### What is asked
Count the lines in the entries below that contain the word "black", and reply with only that number.

§

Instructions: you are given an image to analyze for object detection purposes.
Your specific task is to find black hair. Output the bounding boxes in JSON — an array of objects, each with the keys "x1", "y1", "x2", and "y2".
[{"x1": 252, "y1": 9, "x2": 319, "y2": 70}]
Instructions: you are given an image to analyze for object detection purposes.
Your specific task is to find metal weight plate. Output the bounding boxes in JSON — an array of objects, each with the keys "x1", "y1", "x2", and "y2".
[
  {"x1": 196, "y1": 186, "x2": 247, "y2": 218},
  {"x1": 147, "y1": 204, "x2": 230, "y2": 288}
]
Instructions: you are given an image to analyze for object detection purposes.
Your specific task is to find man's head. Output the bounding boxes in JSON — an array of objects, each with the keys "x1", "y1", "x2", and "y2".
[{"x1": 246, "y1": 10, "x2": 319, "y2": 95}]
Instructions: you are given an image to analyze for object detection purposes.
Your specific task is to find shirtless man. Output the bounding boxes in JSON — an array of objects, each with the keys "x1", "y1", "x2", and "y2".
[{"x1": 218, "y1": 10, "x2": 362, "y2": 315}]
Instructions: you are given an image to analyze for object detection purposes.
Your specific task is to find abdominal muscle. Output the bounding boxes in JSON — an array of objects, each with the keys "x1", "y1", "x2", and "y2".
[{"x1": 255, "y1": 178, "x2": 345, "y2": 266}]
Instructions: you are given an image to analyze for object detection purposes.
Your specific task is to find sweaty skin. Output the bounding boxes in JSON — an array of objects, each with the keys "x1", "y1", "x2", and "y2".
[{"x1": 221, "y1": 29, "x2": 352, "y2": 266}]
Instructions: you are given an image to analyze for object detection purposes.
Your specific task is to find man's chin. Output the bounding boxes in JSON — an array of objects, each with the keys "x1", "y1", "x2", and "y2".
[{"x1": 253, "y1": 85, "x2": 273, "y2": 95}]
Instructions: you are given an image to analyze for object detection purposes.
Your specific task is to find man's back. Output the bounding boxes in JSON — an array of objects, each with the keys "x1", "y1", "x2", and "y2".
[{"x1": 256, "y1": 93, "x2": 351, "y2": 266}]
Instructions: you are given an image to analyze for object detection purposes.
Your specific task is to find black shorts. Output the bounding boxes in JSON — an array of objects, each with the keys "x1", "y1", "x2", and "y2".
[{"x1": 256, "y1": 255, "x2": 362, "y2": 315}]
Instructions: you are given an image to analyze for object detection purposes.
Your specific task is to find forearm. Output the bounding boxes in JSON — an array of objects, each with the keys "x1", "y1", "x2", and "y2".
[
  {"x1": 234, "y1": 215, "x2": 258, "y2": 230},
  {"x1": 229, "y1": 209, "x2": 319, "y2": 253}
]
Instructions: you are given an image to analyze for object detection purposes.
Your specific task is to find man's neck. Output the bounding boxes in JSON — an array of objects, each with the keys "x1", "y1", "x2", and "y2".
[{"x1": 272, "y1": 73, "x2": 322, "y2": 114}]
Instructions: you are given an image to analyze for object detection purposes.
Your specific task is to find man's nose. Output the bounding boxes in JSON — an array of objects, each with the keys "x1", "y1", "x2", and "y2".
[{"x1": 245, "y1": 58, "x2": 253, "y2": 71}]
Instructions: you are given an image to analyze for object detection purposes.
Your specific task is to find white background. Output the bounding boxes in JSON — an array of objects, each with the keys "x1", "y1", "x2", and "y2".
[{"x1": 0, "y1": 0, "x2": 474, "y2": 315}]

§

### Answer to this exercise
2